[Stored dataset items]
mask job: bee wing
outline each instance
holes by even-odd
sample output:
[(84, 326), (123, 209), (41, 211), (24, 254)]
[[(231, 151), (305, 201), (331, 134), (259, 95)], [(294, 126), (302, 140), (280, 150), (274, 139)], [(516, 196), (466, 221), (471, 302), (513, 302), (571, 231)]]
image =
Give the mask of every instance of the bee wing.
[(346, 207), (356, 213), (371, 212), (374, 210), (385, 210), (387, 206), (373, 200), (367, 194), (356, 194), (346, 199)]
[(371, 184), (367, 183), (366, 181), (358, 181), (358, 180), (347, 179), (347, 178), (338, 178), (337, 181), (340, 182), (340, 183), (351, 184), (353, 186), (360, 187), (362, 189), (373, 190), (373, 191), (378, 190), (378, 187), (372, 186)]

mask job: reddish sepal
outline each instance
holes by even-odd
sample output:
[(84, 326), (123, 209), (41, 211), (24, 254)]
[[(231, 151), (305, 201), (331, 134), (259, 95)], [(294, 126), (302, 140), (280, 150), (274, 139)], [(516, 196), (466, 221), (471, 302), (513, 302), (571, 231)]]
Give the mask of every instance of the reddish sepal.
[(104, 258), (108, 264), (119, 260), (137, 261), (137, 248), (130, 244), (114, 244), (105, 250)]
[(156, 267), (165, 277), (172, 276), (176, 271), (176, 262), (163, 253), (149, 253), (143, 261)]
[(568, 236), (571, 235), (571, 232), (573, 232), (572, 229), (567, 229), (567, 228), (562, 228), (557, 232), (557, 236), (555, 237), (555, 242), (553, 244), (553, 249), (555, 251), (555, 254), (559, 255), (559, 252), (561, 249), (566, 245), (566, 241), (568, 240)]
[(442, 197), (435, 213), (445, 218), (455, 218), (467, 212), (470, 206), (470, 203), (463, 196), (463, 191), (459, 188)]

* To do
An unaltered transcription of all the data above is needed.

* Response to the task
mask job: bee wing
outline each instance
holes by even-odd
sample output:
[(84, 326), (123, 209), (41, 211), (24, 254)]
[[(231, 151), (305, 201), (331, 134), (259, 95)], [(294, 126), (302, 140), (280, 150), (274, 139)], [(516, 196), (466, 221), (471, 302), (513, 302), (571, 231)]]
image =
Give the mask of every instance of the bee wing.
[(346, 207), (356, 213), (371, 212), (374, 210), (385, 210), (387, 206), (373, 200), (367, 194), (356, 194), (346, 199)]
[(371, 184), (367, 183), (366, 181), (358, 181), (358, 180), (347, 179), (347, 178), (338, 178), (337, 181), (340, 182), (340, 183), (351, 184), (353, 186), (360, 187), (362, 189), (373, 190), (373, 191), (378, 190), (378, 187), (372, 186)]

mask job: reddish sepal
outline each instance
holes by even-odd
sample output:
[(84, 326), (123, 209), (41, 211), (24, 254)]
[[(231, 151), (305, 201), (331, 134), (259, 95)], [(294, 126), (302, 140), (280, 150), (274, 139)], [(516, 196), (466, 221), (471, 302), (513, 302), (571, 231)]]
Give the mask of every instance of the reddish sepal.
[(104, 258), (108, 264), (119, 260), (137, 261), (137, 248), (130, 244), (114, 244), (105, 250)]
[(156, 267), (165, 277), (172, 276), (176, 271), (176, 262), (163, 253), (149, 253), (143, 261)]
[(568, 236), (571, 235), (571, 232), (573, 232), (572, 229), (567, 229), (567, 228), (562, 228), (557, 232), (557, 236), (555, 237), (555, 242), (553, 244), (553, 249), (555, 251), (555, 254), (559, 255), (559, 252), (561, 249), (566, 245), (566, 241), (568, 240)]
[(442, 197), (435, 213), (445, 218), (455, 218), (467, 212), (470, 206), (470, 203), (463, 196), (463, 191), (459, 188)]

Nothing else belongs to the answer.